• GIVEN EXERCISE:
Reproduce the listing verbatim.
==============================
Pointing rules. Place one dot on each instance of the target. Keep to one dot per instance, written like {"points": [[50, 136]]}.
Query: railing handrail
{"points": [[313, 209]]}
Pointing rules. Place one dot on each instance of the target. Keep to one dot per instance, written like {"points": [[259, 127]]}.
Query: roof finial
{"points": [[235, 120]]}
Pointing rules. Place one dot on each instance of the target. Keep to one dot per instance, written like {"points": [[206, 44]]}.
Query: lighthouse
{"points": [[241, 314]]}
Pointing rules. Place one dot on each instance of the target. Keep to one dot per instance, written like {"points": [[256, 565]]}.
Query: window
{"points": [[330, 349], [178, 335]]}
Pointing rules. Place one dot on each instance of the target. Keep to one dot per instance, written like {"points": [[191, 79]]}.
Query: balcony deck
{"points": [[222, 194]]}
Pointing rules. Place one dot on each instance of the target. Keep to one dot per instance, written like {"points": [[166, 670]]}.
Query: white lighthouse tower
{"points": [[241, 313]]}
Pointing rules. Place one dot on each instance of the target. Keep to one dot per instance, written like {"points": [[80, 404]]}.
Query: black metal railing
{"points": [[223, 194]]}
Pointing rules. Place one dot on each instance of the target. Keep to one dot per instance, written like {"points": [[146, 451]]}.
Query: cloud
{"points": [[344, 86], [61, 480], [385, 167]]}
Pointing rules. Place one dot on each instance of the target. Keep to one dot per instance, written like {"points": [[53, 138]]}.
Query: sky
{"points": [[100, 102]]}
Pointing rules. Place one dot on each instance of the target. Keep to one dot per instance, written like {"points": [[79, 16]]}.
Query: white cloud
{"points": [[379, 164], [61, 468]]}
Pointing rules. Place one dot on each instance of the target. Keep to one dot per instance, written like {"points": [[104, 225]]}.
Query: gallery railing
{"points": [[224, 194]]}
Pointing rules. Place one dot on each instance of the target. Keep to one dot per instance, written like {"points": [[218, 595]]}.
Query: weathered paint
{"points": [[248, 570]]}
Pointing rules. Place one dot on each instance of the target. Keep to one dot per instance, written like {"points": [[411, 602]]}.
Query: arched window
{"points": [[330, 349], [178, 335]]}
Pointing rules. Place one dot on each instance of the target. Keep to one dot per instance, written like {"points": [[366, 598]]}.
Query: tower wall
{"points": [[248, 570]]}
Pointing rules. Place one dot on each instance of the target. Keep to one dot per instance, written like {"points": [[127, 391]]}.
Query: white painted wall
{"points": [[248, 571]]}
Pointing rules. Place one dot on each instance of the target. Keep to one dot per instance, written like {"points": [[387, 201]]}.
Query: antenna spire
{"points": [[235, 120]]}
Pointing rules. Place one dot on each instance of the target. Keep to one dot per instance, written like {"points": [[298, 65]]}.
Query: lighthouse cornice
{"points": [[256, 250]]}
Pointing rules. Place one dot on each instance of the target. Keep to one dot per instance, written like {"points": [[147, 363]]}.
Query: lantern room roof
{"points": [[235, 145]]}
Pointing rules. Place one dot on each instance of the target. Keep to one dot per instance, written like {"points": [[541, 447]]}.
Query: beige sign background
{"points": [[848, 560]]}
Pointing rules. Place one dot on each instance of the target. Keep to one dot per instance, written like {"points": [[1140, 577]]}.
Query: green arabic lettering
==============================
• TASK RESULT:
Pointing rules. Place one dot on each instance of the target. Keep to one dot per instance, written like {"points": [[50, 136]]}.
Query: railing handrail
{"points": [[313, 209]]}
Pointing rules. Place one dot on each instance of the target. Keep to one dot per instance, written like {"points": [[259, 127]]}.
Query: roof finial
{"points": [[235, 120]]}
Pointing rules. Place one dot on each instance of the target. Keep to one dot per instance, written like {"points": [[206, 44]]}.
Query: lighthouse
{"points": [[241, 314]]}
Pointing rules. Place one dot on each instance of the target. Keep to one dot per instance, written like {"points": [[256, 565]]}.
Query: window
{"points": [[330, 349], [178, 335]]}
Pointing rules. Place one dot on each instance of the target. Keep to one dot per instance, written like {"points": [[191, 79]]}.
Query: balcony deck
{"points": [[222, 194]]}
Pointing rules. Place one dot on each instance of the target. Keep to one dot per instance, written like {"points": [[166, 670]]}.
Query: white lighthouse tower
{"points": [[241, 313]]}
Pointing rules. Place one dot on each instance of the target. Keep to one dot per instance, written like {"points": [[80, 404]]}.
Query: black metal railing
{"points": [[223, 194]]}
Pointing rules. Place one dot on each instance of the target. Keep to one dot per instance, written like {"points": [[146, 451]]}.
Query: cloud
{"points": [[344, 86], [61, 480], [385, 167]]}
Pointing rules. Place one dot on each instance of the target. Keep to one dot per instance, written like {"points": [[53, 138]]}.
Query: sky
{"points": [[100, 102]]}
Pointing rules. Place one dot on each instance of the target. Keep to one dot per instance, written like {"points": [[79, 16]]}.
Query: white cloud
{"points": [[379, 164], [61, 468]]}
Pointing rules. Place one dot on each instance of the target. Keep to one dot per instance, written like {"points": [[104, 225]]}.
Query: gallery railing
{"points": [[224, 194]]}
Pointing rules. Place one dot on each instance of the target. Keep to one dot per instance, written like {"points": [[218, 595]]}.
Query: weathered paint
{"points": [[248, 570]]}
Pointing rules. Place one dot on each instance of the target. Keep to one dot per instance, written like {"points": [[411, 602]]}.
Query: arched window
{"points": [[330, 349], [178, 335]]}
Pointing rules. Place one dot on each instance of the target. Keep to one dot per instance, written like {"points": [[366, 598]]}.
Query: tower wall
{"points": [[248, 570]]}
Pointing rules. Place one dot on each instance of the target. Keep to one dot per instance, written like {"points": [[127, 391]]}.
Query: white painted wall
{"points": [[248, 571]]}
Pointing rules. Place one dot on each instance of the target. Keep to one dot per instance, written like {"points": [[387, 201]]}.
Query: antenna spire
{"points": [[235, 120]]}
Pointing rules. Place one dot on each instance of the target. Keep to one dot per instance, written like {"points": [[298, 65]]}.
Query: lighthouse cornice
{"points": [[256, 250]]}
Pointing rules. Place one dot on each instance of the target. Keep to one dot per instance, written like {"points": [[147, 363]]}.
Query: lantern room roof
{"points": [[235, 145]]}
Pointing rules. Place one dot on each instance of the target. Keep to one dot per instance, written like {"points": [[541, 447]]}.
Query: beige sign background
{"points": [[848, 560]]}
Pointing rules. Place one dot on each instance of the target. Keep to one dot per instance, written like {"points": [[1140, 577]]}.
Query: green arabic lettering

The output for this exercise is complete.